PROVIDED RECORDS:
▼

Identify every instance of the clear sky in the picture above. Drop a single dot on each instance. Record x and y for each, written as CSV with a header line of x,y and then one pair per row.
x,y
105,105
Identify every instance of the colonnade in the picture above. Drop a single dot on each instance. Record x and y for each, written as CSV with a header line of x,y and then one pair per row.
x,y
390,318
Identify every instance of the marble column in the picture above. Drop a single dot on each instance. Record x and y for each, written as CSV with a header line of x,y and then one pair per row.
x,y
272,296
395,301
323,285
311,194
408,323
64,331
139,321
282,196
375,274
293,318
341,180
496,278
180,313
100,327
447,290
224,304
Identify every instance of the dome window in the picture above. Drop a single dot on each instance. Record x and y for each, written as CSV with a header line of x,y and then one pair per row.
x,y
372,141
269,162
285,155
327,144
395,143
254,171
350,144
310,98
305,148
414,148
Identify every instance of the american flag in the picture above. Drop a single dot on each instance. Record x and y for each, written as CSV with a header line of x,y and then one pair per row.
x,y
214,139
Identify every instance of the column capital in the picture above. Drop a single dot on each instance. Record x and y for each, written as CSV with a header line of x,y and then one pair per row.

▲

WHAT IS REQUIRED:
Nothing in the records may change; output all of them exactly.

TASK OUTPUT:
Identify every instance of the clear sky in the picture above. Drop a single dot on each instance. Record x and y for each, written as CSV with a header line of x,y and then one pair per row.
x,y
105,105
Identify every instance of the colonnade in the picture above. Drop a single dot on each instance. Record x and y for each, written as CSV with a header line of x,y and then one pair per row.
x,y
390,318
Identify every instance of the marble column in the picture above. Drop a single dot on each instance. Record x and y for each, written as CSV with a header line of x,y and then one pair per row.
x,y
272,296
395,301
323,285
311,194
408,323
64,331
139,321
282,196
375,274
293,318
341,180
496,278
180,313
100,327
447,290
224,304
Identify every instance of the dome window in the picture above. Drop a single dot on each instance. Record x and y for each, written as CSV with a header line of x,y and then one pair per row.
x,y
372,141
269,162
285,155
327,144
395,143
254,171
350,144
310,98
305,148
414,148
Identify every instance of the american flag in the picture above. Drop a single dot on each instance. Record x and y for each, written as CSV with a header line of x,y and then one pair per row.
x,y
214,139
Identify every instance of the column capital in the picture above. Drop a single dot on each instance. Record x and y for each, written as CSV with a header line of x,y and then one pair per row.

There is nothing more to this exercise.